▽

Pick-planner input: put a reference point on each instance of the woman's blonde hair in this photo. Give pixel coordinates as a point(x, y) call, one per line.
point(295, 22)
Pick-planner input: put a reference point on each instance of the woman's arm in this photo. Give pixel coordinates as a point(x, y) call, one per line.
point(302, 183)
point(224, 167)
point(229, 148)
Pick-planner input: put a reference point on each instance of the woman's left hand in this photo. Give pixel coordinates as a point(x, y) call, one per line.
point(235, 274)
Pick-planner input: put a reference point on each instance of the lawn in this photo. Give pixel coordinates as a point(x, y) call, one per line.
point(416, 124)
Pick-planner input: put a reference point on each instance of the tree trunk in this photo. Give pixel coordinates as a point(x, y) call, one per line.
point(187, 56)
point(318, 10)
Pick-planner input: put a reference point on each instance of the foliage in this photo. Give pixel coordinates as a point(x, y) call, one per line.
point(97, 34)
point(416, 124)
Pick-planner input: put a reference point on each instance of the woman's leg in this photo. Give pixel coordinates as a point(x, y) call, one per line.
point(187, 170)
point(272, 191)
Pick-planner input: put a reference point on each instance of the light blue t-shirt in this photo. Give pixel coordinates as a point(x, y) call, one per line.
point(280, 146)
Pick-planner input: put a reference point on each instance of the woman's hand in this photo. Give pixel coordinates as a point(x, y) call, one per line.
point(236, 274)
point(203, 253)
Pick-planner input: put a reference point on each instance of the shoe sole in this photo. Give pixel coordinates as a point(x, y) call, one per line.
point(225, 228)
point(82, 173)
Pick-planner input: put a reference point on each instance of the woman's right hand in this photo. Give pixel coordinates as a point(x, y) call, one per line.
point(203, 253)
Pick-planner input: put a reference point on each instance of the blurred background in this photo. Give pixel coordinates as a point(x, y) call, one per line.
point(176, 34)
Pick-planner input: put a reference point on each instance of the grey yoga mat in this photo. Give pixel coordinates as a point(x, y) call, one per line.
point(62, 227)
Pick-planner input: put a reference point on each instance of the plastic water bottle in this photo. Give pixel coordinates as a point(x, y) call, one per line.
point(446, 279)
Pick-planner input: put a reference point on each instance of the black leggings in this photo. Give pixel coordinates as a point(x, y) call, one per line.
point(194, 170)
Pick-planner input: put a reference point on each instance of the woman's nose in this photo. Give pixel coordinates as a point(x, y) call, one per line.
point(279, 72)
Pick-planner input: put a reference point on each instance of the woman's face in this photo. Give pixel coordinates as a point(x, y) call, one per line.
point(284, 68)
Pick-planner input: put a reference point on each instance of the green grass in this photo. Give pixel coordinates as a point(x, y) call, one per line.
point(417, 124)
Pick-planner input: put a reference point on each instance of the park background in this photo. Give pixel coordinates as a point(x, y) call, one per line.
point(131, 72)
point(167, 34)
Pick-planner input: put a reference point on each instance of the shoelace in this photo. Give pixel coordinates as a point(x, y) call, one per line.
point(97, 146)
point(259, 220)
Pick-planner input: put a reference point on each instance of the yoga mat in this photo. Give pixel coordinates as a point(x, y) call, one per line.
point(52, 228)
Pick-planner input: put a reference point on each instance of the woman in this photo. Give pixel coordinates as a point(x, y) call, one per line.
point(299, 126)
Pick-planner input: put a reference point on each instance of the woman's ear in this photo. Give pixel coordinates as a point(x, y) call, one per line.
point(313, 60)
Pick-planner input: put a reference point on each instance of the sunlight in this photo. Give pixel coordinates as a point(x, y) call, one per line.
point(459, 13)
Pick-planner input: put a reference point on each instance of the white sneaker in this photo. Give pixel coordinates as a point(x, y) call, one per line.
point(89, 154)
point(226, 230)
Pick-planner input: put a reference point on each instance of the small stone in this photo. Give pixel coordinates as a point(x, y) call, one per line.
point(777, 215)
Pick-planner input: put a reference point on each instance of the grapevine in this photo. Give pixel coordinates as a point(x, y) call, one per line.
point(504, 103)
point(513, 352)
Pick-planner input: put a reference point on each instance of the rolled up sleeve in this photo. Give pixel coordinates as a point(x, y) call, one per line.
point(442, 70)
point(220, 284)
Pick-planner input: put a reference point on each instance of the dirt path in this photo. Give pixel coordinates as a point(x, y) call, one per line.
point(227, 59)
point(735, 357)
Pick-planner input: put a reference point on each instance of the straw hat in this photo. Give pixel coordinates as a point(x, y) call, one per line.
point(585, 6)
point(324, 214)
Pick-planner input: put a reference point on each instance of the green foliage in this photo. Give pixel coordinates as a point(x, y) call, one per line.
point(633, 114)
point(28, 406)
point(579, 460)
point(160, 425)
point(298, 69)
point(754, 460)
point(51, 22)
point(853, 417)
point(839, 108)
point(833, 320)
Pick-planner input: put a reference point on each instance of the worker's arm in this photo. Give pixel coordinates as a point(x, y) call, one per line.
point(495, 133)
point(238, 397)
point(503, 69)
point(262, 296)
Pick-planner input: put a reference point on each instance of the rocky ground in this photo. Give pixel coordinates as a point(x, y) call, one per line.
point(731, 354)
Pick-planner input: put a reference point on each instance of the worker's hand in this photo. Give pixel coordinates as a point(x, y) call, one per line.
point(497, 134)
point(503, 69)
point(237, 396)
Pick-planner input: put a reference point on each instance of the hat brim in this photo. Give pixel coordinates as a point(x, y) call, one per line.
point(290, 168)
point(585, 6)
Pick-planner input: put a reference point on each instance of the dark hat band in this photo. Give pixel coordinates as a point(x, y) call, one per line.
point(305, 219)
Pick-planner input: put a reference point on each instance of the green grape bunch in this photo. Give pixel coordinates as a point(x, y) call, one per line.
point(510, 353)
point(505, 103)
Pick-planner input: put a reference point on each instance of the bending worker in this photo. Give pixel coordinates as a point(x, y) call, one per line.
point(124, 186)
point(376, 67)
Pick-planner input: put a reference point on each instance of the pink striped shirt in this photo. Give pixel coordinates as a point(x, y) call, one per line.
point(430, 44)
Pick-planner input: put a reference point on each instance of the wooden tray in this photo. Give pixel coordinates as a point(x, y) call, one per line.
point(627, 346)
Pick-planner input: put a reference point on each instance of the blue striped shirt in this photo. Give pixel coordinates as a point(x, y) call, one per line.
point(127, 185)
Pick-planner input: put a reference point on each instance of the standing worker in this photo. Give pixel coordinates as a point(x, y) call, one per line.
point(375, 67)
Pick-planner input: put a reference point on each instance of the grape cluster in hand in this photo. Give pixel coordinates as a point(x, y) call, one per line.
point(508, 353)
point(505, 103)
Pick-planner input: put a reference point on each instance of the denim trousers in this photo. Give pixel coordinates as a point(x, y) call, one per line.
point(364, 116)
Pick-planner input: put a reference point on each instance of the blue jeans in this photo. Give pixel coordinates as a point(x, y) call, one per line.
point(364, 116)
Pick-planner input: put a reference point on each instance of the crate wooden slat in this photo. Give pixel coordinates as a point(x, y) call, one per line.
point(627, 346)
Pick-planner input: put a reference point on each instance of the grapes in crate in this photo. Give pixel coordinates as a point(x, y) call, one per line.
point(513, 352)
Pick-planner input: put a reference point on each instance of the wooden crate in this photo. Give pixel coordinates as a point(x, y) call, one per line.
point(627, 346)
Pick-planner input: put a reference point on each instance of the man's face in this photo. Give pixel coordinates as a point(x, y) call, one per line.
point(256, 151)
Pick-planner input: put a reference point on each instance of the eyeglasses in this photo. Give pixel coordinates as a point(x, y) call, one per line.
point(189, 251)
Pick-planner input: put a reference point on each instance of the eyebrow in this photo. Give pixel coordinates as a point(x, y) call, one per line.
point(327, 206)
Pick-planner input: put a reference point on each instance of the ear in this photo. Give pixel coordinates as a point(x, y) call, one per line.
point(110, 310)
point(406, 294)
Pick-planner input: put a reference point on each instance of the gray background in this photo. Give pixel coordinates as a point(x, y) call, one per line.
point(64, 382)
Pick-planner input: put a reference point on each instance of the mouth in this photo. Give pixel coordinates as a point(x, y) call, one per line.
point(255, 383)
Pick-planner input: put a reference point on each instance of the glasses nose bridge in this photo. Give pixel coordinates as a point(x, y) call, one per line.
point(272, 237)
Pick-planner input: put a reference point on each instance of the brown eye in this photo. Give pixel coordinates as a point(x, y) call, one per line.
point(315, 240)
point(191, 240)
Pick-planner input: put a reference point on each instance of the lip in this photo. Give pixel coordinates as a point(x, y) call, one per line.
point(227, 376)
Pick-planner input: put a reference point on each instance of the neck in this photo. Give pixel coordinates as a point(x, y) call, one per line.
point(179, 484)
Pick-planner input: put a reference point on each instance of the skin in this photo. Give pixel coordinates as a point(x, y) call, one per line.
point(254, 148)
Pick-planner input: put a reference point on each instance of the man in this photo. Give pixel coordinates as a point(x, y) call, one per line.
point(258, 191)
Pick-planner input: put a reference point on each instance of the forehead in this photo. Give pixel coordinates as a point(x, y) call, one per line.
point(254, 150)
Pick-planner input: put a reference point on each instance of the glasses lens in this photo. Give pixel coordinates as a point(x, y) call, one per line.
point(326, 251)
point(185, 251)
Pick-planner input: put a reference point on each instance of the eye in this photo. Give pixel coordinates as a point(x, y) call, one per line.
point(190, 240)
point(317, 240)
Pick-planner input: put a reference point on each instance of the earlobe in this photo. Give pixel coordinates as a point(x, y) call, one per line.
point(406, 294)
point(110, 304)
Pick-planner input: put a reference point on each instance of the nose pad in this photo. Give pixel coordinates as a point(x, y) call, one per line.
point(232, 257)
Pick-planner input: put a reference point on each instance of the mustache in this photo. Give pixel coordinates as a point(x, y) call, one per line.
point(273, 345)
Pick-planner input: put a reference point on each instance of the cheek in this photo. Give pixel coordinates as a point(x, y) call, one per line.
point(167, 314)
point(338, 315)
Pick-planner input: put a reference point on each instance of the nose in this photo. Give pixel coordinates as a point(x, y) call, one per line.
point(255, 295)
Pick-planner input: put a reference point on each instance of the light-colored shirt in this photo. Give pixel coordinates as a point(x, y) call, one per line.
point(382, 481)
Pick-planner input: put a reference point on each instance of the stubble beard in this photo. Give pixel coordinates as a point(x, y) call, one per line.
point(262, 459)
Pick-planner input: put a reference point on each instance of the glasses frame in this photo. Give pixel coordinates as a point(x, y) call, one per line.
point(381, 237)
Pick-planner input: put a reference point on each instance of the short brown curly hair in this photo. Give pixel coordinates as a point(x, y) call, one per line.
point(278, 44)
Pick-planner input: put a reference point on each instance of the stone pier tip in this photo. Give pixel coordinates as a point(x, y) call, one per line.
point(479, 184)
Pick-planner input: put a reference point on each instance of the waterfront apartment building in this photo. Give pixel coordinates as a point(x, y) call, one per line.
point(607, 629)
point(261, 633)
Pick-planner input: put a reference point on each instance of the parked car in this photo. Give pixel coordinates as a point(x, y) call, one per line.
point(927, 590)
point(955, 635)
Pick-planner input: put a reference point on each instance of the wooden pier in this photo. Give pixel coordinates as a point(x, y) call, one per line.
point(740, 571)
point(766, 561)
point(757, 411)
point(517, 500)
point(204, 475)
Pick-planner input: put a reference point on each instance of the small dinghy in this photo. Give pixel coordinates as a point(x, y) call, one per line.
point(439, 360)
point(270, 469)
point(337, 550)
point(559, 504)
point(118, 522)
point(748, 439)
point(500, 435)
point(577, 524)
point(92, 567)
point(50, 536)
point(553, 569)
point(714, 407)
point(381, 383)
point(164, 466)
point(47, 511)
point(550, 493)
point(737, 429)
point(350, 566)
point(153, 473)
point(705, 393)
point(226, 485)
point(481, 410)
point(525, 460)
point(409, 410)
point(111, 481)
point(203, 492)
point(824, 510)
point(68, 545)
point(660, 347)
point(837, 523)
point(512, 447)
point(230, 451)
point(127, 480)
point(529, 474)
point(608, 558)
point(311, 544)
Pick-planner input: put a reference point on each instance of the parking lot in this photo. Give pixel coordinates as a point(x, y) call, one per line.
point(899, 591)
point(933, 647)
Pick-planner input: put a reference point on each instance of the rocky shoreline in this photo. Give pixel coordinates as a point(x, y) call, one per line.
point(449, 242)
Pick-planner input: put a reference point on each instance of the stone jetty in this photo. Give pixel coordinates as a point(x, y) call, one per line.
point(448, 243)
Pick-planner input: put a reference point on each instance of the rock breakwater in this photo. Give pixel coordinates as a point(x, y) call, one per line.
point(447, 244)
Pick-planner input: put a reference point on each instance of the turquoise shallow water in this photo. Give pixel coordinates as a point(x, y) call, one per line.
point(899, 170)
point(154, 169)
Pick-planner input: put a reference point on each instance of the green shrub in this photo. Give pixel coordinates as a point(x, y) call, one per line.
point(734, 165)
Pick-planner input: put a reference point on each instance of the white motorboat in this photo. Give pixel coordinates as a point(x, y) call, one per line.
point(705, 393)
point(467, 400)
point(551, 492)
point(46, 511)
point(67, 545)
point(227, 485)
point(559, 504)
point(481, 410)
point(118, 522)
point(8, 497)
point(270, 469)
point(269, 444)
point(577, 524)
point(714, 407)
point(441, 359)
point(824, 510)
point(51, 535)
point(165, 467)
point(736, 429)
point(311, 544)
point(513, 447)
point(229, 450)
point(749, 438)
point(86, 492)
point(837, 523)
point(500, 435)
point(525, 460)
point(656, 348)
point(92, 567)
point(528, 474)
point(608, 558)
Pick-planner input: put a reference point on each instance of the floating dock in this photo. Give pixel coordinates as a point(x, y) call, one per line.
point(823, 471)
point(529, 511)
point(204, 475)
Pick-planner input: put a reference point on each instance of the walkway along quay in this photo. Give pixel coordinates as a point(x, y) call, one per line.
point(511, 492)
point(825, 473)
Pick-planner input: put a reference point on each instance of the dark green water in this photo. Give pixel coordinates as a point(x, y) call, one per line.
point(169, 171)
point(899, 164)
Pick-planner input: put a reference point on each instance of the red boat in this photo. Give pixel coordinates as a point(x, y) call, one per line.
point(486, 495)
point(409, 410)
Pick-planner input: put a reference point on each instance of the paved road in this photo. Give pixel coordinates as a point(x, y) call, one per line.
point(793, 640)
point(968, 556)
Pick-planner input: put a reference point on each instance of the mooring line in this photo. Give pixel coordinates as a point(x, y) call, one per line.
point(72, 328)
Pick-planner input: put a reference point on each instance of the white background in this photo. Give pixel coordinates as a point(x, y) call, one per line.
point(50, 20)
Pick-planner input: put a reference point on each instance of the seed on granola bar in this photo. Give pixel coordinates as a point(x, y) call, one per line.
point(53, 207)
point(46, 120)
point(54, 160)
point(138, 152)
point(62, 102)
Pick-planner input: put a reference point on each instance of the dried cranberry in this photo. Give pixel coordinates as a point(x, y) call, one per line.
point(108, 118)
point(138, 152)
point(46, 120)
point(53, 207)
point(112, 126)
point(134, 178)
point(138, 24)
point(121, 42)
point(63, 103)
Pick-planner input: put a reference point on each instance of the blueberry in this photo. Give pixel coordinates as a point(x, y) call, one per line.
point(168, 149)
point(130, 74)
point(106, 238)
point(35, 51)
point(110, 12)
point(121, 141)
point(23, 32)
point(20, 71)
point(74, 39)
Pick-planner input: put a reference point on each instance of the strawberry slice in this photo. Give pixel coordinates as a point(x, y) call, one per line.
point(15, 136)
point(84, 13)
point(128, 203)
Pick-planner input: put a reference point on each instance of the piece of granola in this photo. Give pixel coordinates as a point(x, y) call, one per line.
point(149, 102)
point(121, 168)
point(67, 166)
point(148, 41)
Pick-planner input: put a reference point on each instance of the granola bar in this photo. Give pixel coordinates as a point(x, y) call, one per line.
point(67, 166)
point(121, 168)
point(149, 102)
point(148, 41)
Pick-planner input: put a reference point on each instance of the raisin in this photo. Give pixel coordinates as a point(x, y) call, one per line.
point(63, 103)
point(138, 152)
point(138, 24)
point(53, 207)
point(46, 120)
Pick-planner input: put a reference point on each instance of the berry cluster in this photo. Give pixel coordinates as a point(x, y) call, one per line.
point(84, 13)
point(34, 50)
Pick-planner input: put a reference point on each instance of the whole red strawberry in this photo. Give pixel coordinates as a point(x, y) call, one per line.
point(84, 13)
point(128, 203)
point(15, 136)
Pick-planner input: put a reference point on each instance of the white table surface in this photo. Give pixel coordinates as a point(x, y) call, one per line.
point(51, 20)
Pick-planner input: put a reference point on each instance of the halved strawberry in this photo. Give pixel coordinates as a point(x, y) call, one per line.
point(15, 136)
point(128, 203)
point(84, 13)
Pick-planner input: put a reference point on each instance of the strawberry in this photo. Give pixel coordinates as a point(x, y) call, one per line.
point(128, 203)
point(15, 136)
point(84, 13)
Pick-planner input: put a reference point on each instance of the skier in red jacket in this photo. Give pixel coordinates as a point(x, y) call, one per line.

△

-- The problem --
Starting at the line that has "the wooden crate" and ending after the line that has "point(256, 151)", write out those rows as a numbered list, leaving out any blank lines.

-- Result for this task --
1. Pick-planner input: put a reference point on each instance of the wooden crate in this photo. Give pixel coordinates as a point(x, y) call, one per line.
2. point(627, 346)
3. Pick-planner input: put a reference point on each instance of the man's face in this photo. Give pixel coordinates as a point(x, y) call, one per line.
4. point(256, 151)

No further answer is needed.